• [SOURCE DOCUMENT]
========

The megacap tech shares that drove stocks to record after record plunged Thursday as bears reclaimed the upper hand on U.S. equity markets, at least for a day.
The Nasdaq 100 sank as much as 5.4% and posted its biggest rout since June. Apple Inc., Tesla Inc. and Amazon.com Inc., among the biggest contributors to the historic five-month rally, lost at least 5.1%. The index had gained in 11 of 13 sessions to notch records almost daily, defying bears who warned that valuations had become too stretched.
At 12:10 p.m., the Nasdaq was down 4.09%, while the S&P 500 index was off 2.6% and the Dow was down 1.8%.
Highlighting the narrowness of the unwind, an equal-weight version of the S&P 500 that gives Coty Inc. just as much clout as Microsoft Corp. lost only a third as much as the market cap-weighted version, marking the biggest performance gap since July.
Signs of danger mounted throughout the past week, as bears all but vanished from the market and measures of bullish sentiment reached levels last seen in the dot-com craze. Relative strength indicators spiked into overbought territory and the Nasdaq 100 traded 30% above its 200-day moving average. So insatiable had the appetite for tech shares become that Apple and Tesla surged Monday just by lowering their share prices via stocks splits.
“The tech stocks were way too overbought,” said Alec Young, chief investment officer at Tactical Alpha. “Going forward, the market will be led by other things. Tech will participate, but I don’t think it will be leadership, you can’t justify further valuations.”
Investors have flocked to megacap technology shares for their large cash balances and COVID-beneficiary qualities this year, so much so that the Nasdaq 100 has added $1.6 billion to its market cap each hour since March, according to Bank of America Corp.
As some of the year’s best performers tumbled, more economically sensitive industries including banks and energy gained. Stocks that stand to benefit most from an economic reopening, including airlines and cruises, surged too. Carnival Corp. and Norwegian Cruise Line Holdings each jumped more than 8%.
Yet even as value shares jumped, so too did bonds. Ten-year Treasury yields slipped below 65 basis points as investors snapped up safe haven assets.
After flirting with $12,000 earlier in the week, Bitcoin also retreated Thursday, falling as much as 6% to trade around $10,890. That’s its lowest level since July. The world’s largest digital currency has largely been trading in tandem with riskier assets, falling when stocks fall and vice versa.

========

• [RECORDS SUPPLIED]
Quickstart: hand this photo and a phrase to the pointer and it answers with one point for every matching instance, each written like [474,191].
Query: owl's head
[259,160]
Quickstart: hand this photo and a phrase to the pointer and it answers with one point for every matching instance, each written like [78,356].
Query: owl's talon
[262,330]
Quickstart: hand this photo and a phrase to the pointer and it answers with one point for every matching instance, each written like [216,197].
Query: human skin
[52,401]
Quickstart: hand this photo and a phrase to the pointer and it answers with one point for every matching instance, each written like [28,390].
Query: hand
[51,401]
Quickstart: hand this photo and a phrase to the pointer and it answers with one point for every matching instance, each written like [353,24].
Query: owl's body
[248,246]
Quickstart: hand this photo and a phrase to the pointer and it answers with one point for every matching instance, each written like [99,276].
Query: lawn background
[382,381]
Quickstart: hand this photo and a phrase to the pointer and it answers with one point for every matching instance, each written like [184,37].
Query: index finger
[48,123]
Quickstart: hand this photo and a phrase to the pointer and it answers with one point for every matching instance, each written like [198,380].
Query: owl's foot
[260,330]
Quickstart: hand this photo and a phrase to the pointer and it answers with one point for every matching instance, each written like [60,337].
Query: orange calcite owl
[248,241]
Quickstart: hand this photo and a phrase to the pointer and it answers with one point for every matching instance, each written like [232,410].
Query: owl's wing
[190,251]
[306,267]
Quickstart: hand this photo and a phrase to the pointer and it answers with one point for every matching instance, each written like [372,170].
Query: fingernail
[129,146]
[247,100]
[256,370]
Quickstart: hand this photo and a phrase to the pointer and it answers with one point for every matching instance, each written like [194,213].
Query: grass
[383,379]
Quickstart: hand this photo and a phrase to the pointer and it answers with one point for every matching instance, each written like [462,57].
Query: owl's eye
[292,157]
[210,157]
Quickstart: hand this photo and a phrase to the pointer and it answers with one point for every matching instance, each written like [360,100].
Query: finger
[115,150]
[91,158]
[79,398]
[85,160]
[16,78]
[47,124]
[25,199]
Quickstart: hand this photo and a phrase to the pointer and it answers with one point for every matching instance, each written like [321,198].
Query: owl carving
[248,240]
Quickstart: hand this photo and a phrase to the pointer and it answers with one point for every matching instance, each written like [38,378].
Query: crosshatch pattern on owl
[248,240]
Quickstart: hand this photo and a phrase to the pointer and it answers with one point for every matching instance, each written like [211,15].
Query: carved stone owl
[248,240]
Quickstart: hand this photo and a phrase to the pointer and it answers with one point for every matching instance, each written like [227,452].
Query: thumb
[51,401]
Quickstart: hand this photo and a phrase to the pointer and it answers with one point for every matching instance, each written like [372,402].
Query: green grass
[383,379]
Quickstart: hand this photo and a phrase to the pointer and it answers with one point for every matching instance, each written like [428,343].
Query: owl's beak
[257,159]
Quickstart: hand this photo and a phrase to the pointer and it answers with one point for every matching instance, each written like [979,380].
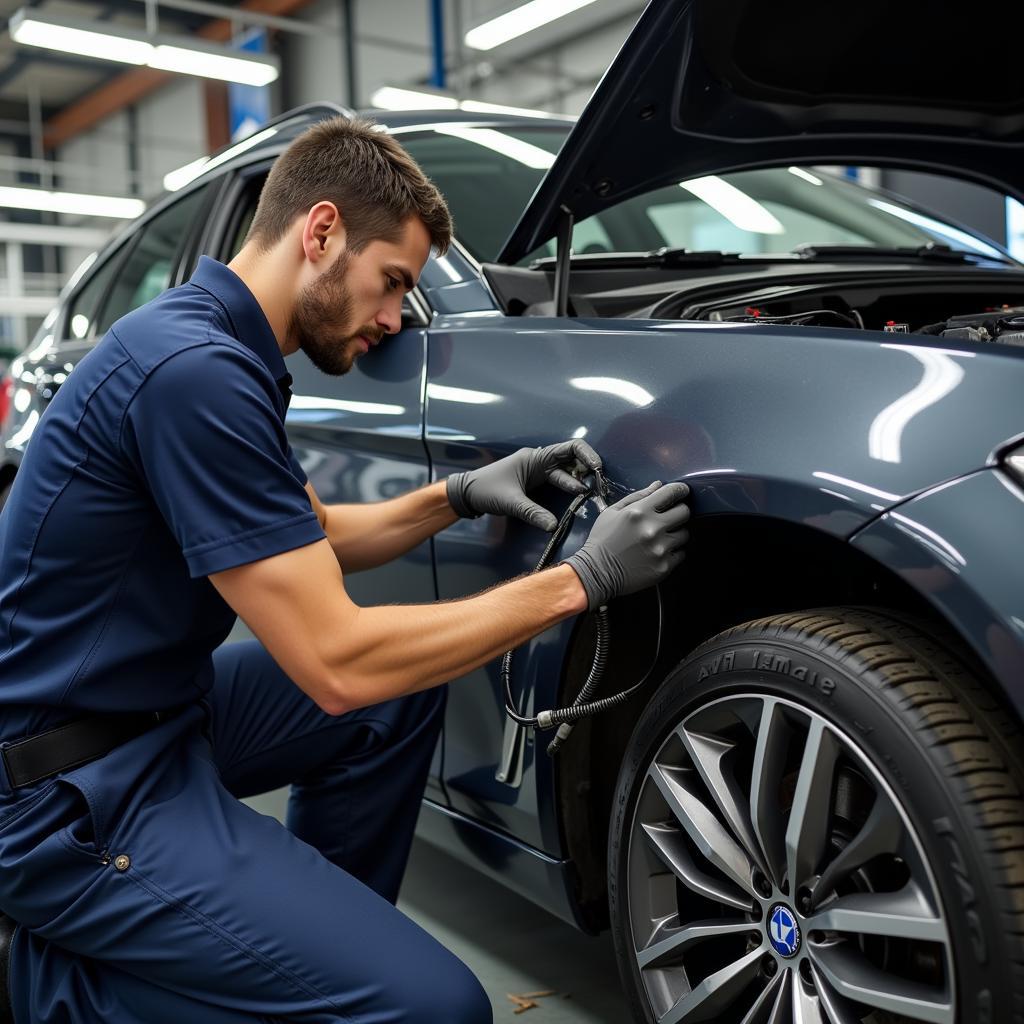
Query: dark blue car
[813,810]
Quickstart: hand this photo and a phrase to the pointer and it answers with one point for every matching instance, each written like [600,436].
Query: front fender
[958,546]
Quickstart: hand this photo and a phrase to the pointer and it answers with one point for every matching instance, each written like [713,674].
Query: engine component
[1004,326]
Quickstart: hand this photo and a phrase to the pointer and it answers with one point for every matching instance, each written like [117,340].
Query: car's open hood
[708,86]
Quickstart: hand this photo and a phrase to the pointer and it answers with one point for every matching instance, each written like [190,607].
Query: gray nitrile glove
[633,544]
[501,487]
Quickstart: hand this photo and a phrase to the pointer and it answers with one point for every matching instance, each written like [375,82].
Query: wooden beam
[133,85]
[218,129]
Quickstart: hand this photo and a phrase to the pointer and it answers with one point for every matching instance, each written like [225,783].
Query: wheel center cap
[783,932]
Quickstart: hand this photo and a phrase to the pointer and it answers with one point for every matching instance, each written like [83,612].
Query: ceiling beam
[131,86]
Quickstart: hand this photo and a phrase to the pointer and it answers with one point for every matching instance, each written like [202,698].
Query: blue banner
[248,105]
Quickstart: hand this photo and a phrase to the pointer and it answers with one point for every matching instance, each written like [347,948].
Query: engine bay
[960,314]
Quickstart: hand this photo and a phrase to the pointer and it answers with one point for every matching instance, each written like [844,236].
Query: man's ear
[324,232]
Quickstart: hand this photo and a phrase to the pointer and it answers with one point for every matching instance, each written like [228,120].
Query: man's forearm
[367,536]
[392,650]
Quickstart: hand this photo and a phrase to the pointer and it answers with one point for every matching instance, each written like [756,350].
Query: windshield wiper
[655,257]
[931,252]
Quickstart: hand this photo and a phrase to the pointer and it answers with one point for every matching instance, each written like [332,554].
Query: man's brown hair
[372,180]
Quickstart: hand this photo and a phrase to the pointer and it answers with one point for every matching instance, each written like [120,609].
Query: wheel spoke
[769,761]
[806,1006]
[712,756]
[903,914]
[854,978]
[700,823]
[772,1006]
[709,998]
[668,941]
[838,1010]
[807,833]
[882,833]
[671,849]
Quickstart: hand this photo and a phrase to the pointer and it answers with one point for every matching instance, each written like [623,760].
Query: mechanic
[160,499]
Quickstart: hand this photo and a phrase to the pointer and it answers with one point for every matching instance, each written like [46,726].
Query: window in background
[1015,227]
[148,267]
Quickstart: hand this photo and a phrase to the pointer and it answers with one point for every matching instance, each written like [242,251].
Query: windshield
[487,175]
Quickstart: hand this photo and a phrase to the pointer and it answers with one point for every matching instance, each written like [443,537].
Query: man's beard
[322,312]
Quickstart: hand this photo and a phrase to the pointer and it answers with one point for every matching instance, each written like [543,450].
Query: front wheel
[819,818]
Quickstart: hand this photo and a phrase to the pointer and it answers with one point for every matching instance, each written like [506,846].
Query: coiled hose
[582,707]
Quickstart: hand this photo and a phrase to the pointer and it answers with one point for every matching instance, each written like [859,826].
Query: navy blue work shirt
[161,460]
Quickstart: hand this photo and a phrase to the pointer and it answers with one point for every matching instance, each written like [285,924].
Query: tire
[847,750]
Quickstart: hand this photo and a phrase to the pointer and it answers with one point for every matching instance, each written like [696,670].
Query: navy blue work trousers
[147,893]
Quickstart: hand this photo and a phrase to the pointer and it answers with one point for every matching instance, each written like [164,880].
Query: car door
[133,272]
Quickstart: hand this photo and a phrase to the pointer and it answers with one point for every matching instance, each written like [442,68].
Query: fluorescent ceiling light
[208,64]
[31,31]
[517,23]
[92,206]
[524,153]
[738,208]
[178,178]
[183,55]
[390,98]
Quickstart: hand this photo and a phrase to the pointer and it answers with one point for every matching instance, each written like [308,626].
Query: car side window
[82,312]
[155,254]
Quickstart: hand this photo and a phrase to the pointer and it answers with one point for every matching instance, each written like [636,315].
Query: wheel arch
[741,567]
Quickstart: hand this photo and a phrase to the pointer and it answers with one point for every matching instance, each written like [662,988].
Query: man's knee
[452,994]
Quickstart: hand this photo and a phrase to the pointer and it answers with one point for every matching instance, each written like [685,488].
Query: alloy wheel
[774,878]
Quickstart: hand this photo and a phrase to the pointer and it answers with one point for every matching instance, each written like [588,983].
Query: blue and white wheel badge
[783,932]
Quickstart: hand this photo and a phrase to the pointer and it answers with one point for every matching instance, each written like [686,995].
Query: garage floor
[511,945]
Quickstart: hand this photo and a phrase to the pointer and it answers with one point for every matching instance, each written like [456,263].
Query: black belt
[71,744]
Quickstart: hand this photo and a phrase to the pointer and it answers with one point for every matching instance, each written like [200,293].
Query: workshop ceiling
[62,79]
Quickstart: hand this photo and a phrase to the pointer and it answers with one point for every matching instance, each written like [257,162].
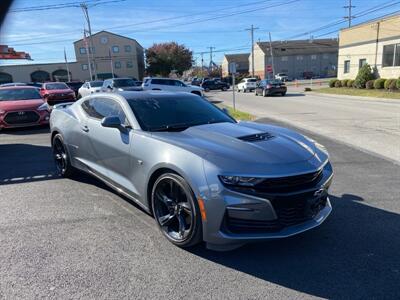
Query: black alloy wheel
[176,211]
[61,158]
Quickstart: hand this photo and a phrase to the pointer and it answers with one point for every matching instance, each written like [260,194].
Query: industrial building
[298,59]
[376,43]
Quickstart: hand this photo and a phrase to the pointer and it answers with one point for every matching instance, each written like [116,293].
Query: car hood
[20,104]
[64,91]
[222,142]
[131,88]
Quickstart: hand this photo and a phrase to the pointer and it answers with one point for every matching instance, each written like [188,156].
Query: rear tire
[176,211]
[61,157]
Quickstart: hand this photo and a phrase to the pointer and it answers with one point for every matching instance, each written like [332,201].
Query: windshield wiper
[173,127]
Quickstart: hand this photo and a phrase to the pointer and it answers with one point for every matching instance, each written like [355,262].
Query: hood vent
[258,137]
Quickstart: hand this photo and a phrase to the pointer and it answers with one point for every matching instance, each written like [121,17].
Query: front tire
[176,210]
[61,157]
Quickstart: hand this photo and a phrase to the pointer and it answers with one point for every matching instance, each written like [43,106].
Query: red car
[22,106]
[55,92]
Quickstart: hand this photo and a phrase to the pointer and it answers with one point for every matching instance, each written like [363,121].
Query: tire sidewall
[196,234]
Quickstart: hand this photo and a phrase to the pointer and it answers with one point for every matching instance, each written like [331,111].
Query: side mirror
[112,122]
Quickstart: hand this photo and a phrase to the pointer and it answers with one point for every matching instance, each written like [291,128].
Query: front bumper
[42,118]
[241,217]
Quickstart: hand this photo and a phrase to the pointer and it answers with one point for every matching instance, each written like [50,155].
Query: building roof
[238,57]
[300,46]
[118,35]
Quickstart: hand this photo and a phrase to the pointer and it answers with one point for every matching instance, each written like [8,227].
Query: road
[370,125]
[76,239]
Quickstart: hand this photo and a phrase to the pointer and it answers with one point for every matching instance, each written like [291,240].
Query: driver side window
[98,108]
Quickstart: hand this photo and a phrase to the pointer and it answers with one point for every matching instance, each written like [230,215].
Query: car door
[111,146]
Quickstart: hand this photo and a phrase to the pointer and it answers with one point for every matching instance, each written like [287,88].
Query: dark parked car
[22,106]
[196,81]
[57,92]
[268,87]
[120,84]
[75,86]
[214,85]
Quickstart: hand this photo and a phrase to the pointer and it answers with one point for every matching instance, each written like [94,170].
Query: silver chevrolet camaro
[202,175]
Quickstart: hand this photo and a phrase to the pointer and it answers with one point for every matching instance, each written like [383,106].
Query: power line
[341,21]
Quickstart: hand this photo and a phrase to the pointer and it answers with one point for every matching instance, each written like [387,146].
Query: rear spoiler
[62,105]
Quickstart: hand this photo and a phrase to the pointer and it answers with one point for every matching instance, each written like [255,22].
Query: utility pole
[85,42]
[350,16]
[272,55]
[251,29]
[202,63]
[91,48]
[211,62]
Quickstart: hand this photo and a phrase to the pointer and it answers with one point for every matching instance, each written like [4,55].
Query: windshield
[124,82]
[19,94]
[96,83]
[56,86]
[175,113]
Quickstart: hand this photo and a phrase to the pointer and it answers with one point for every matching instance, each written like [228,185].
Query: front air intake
[256,137]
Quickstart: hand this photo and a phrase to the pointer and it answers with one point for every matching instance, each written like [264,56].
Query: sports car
[200,173]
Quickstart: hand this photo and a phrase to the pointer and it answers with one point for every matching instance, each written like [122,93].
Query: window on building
[346,66]
[391,55]
[115,49]
[362,62]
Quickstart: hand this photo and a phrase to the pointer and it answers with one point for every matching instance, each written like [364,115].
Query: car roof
[13,87]
[153,94]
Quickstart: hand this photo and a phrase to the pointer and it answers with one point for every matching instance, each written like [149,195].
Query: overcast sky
[196,23]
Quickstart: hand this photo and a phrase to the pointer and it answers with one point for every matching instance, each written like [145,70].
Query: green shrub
[364,74]
[388,82]
[338,83]
[350,83]
[370,84]
[379,83]
[332,82]
[392,85]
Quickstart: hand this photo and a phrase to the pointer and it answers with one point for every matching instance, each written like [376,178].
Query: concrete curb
[356,97]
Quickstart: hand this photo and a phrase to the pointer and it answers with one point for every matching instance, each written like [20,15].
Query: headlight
[44,106]
[239,180]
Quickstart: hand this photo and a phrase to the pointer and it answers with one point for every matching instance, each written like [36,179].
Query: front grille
[21,117]
[290,211]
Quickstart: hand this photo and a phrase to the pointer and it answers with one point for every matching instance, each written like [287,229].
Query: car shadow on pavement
[21,163]
[355,254]
[26,130]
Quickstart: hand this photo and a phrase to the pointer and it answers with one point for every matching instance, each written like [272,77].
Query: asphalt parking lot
[63,238]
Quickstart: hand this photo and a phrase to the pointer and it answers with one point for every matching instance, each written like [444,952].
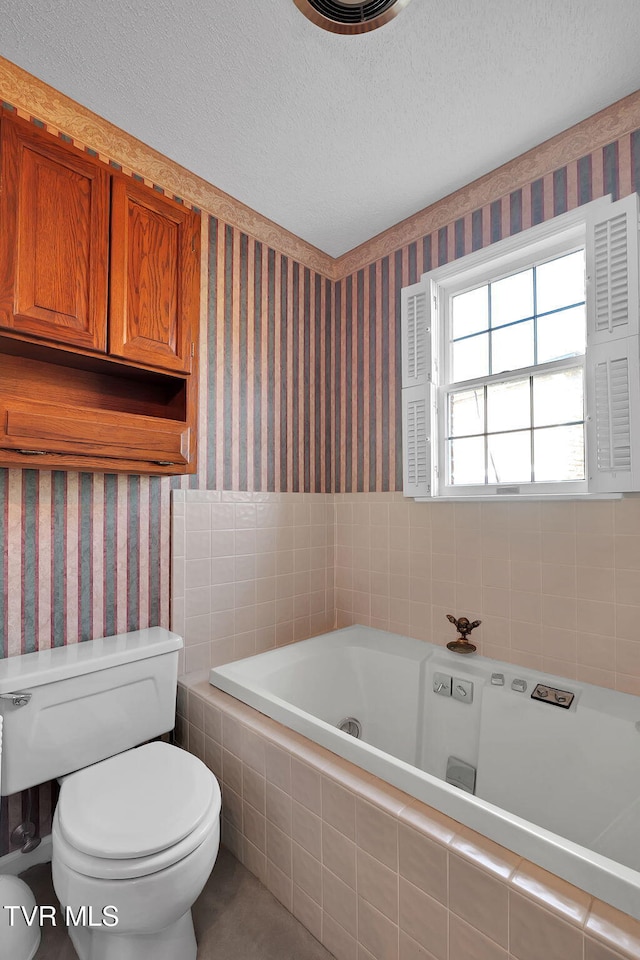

========

• [EXERCISE REQUIREMENTS]
A) Reproduce word for word the stretch of the article on the tech stock selloff from "Highlighting the narrowness" through "gap since July.".
B) Answer these questions using the article on the tech stock selloff:
(i) By as much as what percentage did the Nasdaq 100 sink?
(ii) According to Bank of America Corp., how much has the Nasdaq 100 added to its market cap each hour since March?
(iii) Around what price was Bitcoin trading after its Thursday decline?
C) Render this sentence from the article on the tech stock selloff into Spanish: "Carnival Corp. and Norwegian Cruise Line Holdings each jumped more than 8%."

• [ANSWERS BY ITEM NUMBER]
A)
Highlighting the narrowness of the unwind, an equal-weight version of the S&P 500 that gives Coty Inc. just as much clout as Microsoft Corp. lost only a third as much as the market cap-weighted version, marking the biggest performance gap since July.

B)
(i) 5.4%
(ii) $1.6 billion
(iii) Around $10,890

C) Carnival Corp. y Norwegian Cruise Line Holdings subieron cada una más de un 8%.